*** Block opens ***

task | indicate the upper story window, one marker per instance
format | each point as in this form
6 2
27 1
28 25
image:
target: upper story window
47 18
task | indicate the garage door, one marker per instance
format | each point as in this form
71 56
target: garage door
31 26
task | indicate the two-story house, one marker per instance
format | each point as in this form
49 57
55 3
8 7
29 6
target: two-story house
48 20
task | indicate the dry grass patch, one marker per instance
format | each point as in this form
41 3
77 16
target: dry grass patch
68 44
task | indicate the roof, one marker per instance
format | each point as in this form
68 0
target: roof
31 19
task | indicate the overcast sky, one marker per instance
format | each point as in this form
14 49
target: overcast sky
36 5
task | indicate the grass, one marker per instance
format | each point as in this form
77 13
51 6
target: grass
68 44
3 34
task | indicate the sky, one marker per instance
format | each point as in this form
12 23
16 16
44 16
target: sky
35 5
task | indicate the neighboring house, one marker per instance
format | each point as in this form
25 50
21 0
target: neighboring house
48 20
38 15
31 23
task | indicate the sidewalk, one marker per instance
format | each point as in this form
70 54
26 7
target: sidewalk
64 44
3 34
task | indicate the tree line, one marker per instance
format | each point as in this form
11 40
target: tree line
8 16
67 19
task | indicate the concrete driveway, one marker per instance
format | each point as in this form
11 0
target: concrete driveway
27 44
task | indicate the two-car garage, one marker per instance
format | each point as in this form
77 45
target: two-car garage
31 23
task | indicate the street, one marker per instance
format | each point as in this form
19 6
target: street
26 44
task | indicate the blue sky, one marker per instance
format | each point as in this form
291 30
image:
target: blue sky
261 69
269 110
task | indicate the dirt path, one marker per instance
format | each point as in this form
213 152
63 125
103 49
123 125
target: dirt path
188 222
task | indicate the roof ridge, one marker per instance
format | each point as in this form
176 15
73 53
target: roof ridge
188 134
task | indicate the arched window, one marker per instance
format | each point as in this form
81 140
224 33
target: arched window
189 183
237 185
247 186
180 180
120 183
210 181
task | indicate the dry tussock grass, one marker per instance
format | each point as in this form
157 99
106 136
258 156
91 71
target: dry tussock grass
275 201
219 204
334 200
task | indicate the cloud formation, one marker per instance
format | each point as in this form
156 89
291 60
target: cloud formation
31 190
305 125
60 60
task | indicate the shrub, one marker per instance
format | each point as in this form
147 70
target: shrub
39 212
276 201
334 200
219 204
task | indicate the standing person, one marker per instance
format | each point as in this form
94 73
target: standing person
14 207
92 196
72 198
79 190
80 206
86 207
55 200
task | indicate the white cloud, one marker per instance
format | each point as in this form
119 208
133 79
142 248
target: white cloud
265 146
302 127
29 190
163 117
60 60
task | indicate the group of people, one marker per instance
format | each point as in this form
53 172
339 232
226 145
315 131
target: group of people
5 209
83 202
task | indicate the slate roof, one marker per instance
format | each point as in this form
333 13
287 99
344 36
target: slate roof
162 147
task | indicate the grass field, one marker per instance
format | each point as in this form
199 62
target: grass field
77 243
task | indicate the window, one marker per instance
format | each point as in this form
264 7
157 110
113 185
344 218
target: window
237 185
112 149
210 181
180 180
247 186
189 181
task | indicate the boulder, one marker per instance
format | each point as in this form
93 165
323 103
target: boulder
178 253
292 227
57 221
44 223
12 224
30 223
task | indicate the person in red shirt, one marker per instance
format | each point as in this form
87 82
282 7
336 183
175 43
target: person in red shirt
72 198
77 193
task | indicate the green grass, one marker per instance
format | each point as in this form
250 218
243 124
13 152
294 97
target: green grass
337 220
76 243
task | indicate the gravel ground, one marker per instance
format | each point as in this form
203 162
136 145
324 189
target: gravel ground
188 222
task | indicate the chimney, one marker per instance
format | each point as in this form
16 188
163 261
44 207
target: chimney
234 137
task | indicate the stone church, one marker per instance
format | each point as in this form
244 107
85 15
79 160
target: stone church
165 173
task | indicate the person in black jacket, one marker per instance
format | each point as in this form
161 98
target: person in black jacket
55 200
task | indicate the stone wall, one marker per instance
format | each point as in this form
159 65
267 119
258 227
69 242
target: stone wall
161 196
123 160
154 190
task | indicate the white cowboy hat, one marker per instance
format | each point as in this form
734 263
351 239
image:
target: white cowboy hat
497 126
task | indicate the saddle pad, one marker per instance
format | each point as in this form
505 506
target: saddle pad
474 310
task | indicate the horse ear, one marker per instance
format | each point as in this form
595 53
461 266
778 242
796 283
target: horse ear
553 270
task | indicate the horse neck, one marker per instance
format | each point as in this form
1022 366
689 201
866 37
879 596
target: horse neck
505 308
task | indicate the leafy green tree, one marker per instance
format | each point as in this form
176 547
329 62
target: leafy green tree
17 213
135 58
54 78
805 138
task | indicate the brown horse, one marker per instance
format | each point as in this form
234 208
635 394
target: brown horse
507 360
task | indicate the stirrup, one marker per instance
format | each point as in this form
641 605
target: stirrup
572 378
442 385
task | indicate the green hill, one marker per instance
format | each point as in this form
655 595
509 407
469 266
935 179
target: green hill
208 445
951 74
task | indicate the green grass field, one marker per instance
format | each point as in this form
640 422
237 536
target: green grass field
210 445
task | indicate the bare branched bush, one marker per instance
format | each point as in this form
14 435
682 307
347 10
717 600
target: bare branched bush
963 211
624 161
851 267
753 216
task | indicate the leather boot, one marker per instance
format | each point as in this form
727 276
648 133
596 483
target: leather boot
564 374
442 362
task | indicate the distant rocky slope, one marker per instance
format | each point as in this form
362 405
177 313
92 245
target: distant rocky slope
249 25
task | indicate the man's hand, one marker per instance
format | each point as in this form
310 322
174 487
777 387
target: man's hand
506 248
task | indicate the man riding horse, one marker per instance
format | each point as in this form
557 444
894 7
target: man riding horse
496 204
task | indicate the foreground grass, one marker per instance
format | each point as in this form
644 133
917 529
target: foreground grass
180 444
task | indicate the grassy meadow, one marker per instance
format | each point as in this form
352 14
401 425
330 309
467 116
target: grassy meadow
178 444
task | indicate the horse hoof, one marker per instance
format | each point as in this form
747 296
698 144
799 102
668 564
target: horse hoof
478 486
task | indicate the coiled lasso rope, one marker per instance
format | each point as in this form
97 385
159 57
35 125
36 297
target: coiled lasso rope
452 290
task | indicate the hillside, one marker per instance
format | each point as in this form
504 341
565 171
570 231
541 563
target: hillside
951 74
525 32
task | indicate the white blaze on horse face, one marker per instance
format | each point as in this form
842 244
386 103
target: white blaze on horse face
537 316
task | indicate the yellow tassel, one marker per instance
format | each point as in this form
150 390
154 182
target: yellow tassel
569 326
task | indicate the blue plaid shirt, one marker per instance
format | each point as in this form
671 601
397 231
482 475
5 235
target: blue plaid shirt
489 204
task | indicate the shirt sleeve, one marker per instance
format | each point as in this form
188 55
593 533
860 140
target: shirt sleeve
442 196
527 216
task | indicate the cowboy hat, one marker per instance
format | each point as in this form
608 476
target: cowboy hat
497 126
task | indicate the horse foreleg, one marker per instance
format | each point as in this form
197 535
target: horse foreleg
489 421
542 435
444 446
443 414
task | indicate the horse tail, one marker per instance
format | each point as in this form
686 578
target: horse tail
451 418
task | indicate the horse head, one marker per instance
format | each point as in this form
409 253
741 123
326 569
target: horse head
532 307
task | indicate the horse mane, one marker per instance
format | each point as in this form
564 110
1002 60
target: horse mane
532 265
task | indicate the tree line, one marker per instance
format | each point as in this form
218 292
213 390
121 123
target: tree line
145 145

*** Block closes ***
*** Block opens ***

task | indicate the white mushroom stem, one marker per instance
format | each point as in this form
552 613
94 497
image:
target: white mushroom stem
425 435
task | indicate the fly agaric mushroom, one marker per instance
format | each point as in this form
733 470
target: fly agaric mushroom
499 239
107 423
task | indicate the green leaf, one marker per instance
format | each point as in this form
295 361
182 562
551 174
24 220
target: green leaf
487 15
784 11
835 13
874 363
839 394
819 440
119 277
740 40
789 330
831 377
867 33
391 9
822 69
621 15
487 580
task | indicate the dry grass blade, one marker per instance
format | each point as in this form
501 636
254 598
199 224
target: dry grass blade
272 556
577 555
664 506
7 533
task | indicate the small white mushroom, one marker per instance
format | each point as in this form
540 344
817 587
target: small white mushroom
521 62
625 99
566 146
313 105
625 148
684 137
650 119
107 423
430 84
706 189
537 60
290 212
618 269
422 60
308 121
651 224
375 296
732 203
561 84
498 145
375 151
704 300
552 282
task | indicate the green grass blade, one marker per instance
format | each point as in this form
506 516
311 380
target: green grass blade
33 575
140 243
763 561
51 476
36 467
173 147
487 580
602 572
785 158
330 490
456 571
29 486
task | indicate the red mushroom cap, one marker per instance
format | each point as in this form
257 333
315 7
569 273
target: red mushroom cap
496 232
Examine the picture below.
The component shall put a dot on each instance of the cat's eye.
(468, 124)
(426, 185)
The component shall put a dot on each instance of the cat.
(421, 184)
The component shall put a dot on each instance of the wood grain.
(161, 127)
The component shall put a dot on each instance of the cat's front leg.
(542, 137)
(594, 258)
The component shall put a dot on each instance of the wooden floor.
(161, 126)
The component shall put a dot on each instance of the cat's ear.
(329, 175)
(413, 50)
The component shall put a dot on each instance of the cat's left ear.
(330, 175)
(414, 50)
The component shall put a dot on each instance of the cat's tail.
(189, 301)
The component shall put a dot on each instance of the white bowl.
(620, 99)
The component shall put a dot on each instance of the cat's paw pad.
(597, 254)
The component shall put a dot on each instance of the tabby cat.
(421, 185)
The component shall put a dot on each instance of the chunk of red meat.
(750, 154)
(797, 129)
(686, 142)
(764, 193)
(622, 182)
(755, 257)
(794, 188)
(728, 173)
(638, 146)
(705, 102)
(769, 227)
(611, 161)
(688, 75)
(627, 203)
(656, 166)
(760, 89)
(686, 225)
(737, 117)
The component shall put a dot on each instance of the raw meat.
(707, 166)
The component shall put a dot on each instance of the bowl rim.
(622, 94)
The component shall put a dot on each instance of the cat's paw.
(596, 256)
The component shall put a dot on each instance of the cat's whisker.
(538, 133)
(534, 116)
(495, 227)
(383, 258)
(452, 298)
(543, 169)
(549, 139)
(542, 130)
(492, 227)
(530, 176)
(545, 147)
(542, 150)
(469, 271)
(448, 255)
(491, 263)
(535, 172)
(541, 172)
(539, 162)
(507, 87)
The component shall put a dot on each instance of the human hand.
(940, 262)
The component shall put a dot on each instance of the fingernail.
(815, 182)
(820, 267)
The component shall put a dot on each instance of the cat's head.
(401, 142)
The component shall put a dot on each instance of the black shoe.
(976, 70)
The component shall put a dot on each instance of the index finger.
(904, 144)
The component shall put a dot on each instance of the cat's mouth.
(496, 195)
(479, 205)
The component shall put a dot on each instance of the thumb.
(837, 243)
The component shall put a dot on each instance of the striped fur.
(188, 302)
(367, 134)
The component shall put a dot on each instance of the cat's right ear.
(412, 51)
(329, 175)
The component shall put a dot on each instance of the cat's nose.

*** Block closes ***

* [Problem description] Copy range, inclusive: the line holding "cat's right ear." to the line holding "the cat's nose.". Reproduce exactly those lines of the records above and no others.

* [Written reply]
The component shall put a dot on each instance of the cat's right ear.
(412, 51)
(329, 175)
The component shall put a dot on each instance of the cat's nose.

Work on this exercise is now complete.